> Given problem: Beginning at the line that contains "Guideline: mark the green roof" and ending at the last line of the entries, write out each line exactly; include nothing outside that span.

> Stored records:
* Start *
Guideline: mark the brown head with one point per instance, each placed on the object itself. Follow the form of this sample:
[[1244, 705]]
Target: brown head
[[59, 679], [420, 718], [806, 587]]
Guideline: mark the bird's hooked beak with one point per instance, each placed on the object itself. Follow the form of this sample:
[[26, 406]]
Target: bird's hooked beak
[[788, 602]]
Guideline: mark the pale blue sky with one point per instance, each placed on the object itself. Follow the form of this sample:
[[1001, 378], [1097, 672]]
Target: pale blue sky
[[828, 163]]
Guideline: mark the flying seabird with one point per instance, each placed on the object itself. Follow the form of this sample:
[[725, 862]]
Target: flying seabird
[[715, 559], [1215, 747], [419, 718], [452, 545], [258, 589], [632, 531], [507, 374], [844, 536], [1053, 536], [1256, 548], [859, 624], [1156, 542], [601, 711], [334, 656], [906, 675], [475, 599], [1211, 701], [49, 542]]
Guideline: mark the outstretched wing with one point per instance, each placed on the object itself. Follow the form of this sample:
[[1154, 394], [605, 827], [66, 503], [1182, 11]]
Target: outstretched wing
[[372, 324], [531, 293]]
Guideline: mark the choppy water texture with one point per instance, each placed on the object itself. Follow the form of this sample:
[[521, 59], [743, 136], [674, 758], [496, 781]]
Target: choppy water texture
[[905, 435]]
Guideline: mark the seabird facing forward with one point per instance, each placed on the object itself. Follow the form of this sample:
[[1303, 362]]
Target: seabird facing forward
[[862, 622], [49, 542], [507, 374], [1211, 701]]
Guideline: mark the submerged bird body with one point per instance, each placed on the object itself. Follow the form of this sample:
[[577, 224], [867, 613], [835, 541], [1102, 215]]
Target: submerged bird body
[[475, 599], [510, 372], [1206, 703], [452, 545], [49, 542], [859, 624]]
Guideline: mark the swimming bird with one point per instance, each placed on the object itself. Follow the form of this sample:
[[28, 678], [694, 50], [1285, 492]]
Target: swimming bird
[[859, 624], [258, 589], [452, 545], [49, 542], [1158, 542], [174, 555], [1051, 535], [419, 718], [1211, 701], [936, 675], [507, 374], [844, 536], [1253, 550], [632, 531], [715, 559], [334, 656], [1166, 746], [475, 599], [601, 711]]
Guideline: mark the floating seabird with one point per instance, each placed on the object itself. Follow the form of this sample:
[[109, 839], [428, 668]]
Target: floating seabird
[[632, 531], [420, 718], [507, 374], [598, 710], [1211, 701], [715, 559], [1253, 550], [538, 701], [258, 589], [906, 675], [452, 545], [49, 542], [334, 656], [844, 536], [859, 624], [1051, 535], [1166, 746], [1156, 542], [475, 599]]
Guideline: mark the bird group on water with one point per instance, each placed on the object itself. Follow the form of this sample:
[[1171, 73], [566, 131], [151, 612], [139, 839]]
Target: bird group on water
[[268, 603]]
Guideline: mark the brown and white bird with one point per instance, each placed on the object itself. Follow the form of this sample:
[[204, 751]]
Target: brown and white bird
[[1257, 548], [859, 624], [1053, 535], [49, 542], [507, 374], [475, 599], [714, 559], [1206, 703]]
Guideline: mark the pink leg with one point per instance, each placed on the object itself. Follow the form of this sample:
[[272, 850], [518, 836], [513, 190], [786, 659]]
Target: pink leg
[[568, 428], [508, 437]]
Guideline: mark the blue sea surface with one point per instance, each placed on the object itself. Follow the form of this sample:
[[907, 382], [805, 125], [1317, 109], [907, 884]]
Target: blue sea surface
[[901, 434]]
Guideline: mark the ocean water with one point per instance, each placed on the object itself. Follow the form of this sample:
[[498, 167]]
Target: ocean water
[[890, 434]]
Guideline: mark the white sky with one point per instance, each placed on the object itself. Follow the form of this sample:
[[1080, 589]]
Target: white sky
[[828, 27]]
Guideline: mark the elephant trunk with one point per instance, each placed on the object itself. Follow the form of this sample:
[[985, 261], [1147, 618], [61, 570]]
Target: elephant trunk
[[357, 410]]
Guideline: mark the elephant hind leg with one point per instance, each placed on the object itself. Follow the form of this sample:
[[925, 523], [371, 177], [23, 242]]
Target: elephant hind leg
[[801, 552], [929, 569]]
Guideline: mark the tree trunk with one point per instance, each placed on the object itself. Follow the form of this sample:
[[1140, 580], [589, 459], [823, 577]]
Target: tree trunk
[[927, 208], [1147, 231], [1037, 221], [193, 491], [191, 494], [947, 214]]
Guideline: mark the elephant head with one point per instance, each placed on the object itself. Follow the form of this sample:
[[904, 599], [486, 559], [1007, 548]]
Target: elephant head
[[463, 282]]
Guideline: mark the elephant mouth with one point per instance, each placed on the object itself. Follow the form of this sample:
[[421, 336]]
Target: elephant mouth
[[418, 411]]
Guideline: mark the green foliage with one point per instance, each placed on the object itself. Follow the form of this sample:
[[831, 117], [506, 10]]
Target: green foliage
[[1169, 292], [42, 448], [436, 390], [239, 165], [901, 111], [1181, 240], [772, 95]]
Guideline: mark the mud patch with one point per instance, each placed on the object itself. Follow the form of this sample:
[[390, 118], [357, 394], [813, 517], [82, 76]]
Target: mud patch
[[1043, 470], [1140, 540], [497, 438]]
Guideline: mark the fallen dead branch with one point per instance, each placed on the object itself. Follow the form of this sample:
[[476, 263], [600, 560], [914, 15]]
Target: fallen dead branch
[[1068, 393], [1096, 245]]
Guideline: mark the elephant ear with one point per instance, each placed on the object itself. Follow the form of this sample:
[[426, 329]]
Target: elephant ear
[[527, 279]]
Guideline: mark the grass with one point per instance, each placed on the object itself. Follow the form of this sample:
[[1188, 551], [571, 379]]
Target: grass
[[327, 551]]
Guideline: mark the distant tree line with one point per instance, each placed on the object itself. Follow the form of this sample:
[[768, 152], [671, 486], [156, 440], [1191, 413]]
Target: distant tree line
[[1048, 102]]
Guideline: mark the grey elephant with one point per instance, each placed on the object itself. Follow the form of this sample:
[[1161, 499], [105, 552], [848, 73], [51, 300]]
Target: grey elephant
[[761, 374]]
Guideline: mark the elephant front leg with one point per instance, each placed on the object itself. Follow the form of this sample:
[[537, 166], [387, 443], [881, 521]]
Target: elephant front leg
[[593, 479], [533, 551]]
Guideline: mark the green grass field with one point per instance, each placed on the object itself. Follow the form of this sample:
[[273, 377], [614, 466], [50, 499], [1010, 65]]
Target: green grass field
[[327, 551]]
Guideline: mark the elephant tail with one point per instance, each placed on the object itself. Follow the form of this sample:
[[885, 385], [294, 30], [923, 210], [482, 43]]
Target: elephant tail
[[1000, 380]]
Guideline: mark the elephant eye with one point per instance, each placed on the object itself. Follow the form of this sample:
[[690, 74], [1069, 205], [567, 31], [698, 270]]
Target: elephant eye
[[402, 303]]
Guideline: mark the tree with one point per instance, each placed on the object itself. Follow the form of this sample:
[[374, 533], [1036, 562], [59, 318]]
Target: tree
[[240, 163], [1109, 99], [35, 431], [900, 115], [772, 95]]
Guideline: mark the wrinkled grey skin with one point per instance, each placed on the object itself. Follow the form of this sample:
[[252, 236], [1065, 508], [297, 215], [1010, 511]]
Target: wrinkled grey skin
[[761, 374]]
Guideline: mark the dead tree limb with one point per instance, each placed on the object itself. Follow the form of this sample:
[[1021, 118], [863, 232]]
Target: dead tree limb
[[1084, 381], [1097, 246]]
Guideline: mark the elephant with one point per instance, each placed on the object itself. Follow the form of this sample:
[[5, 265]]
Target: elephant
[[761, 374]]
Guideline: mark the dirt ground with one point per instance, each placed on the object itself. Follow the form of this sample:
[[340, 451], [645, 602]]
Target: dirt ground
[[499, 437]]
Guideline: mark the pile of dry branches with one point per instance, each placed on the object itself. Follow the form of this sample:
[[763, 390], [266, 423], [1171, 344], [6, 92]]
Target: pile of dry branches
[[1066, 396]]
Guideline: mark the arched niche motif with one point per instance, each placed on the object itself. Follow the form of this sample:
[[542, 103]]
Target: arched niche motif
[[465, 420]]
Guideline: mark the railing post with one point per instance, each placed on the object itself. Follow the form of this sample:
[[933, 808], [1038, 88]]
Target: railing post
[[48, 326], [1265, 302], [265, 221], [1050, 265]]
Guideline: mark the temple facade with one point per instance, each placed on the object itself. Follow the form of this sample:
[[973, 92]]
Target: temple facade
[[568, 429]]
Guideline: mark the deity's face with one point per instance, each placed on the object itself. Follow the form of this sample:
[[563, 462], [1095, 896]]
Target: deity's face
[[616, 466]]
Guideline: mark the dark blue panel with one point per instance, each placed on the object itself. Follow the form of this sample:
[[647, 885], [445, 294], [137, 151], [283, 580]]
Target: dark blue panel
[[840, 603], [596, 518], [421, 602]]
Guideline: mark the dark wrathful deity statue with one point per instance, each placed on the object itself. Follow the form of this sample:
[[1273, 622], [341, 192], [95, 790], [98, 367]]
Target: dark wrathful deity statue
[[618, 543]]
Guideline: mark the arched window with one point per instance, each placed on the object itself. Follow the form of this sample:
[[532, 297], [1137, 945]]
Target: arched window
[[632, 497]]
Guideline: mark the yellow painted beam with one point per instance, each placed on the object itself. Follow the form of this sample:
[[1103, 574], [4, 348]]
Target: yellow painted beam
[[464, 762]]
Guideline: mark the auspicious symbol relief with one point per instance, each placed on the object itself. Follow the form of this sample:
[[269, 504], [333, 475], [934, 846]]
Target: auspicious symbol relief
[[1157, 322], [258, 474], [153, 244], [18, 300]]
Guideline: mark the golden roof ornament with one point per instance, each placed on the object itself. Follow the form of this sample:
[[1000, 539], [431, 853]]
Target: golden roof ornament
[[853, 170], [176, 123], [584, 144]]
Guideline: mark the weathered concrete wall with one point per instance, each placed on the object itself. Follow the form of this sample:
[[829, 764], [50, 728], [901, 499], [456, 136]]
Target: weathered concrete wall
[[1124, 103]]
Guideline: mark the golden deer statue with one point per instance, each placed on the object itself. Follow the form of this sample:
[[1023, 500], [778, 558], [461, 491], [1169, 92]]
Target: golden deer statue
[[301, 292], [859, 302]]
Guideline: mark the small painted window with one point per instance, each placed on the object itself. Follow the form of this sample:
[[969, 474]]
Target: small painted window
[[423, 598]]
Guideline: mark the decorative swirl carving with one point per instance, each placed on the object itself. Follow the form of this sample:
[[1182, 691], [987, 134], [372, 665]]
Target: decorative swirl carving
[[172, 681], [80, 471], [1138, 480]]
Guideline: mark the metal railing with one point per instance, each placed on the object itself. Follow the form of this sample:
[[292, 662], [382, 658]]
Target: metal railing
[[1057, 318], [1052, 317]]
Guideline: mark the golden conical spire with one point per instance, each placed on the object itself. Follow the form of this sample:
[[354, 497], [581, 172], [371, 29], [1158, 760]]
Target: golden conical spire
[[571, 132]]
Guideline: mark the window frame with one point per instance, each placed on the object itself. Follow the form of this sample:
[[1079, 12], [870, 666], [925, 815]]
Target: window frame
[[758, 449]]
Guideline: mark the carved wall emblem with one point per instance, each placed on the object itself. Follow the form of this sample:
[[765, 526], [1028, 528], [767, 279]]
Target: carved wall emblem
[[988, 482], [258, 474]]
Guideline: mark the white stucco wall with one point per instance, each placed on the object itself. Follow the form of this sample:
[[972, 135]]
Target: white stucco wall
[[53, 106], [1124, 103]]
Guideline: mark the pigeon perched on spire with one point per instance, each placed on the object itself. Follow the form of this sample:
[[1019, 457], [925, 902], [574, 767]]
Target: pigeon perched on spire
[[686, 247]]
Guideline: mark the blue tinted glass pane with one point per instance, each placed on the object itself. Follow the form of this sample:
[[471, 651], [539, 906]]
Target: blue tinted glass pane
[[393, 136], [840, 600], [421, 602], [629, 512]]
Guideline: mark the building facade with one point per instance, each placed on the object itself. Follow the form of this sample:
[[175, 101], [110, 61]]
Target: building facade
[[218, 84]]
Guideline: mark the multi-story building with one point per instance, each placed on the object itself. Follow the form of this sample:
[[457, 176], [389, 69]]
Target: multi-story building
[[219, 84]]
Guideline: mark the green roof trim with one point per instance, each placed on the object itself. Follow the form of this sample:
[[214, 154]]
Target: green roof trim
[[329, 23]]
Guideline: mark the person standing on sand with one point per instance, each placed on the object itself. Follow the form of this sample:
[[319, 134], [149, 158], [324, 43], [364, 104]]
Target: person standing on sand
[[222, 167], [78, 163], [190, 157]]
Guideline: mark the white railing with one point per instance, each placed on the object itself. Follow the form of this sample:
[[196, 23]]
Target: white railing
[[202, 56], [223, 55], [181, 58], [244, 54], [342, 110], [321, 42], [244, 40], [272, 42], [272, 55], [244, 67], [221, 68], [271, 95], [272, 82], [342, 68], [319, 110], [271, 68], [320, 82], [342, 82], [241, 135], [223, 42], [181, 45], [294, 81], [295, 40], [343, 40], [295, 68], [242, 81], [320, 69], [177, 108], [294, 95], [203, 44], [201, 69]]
* End *
> Correct answer:
Guideline: mark the green roof trim with one point per instance, each placed on the object itself. Follow the form of this sample:
[[214, 154]]
Target: green roof trim
[[329, 23]]
Guideline: mark the person standing on sand with one point per instance, each placed on the object itself. Follow the form of this sample:
[[319, 134], [149, 158], [324, 43], [364, 104]]
Target: person standing on sand
[[222, 167], [78, 163], [190, 157]]
Guideline: mark the white railing with one point per instance, each placed on the object itself. Follow the form of this sample:
[[196, 23]]
Target: white railing
[[202, 56], [223, 55], [181, 58], [244, 54], [342, 110], [321, 42], [244, 40], [272, 42], [272, 55], [244, 67], [221, 68], [271, 95], [272, 82], [342, 68], [319, 110], [271, 68], [320, 82], [342, 82], [241, 135], [223, 42], [181, 45], [294, 81], [295, 40], [343, 40], [295, 68], [242, 81], [320, 69], [177, 108], [294, 95], [203, 44], [201, 69]]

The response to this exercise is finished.